_PROVIDED RECORDS_
## BEGIN

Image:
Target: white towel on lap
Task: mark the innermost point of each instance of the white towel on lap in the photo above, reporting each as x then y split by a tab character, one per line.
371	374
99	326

## END
## BEGIN

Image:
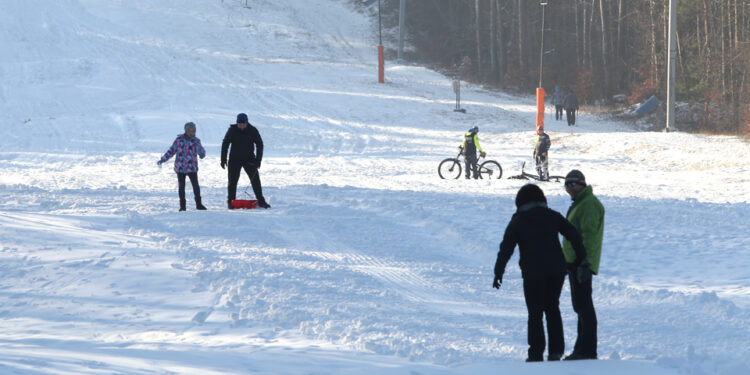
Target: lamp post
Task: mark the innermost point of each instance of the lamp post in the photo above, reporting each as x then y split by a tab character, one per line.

## END
## BEGIN

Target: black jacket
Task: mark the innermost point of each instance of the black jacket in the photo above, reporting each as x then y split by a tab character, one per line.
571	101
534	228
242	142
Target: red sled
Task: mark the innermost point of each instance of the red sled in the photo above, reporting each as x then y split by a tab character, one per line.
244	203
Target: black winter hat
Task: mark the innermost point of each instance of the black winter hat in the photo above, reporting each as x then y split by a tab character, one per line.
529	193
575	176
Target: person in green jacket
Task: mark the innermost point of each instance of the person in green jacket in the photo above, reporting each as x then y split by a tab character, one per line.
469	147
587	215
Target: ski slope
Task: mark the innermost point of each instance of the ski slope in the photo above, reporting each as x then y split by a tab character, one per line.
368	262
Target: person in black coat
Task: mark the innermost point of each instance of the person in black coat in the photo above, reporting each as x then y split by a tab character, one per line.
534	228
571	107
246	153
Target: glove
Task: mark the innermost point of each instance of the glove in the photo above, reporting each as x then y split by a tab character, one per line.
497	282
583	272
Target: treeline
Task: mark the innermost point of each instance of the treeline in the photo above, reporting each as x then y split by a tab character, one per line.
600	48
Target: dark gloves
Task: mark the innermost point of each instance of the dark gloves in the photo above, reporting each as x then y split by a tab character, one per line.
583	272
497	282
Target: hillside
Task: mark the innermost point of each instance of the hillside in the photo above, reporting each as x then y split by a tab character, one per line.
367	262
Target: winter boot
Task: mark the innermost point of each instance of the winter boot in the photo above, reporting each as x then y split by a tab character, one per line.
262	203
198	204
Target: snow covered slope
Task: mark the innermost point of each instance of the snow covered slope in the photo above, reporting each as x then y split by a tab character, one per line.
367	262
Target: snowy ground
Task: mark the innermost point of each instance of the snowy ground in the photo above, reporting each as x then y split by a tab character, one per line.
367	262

## END

_GOAL_
From the data above, pull out every line that contains the string "ground" and copy each one in full.

_PROBLEM SOLUTION_
Target: snowy ground
Task: mark the innermost point of each instance of the snowy ground in the photo above, reporting each as x then y split by a tab character, one per line.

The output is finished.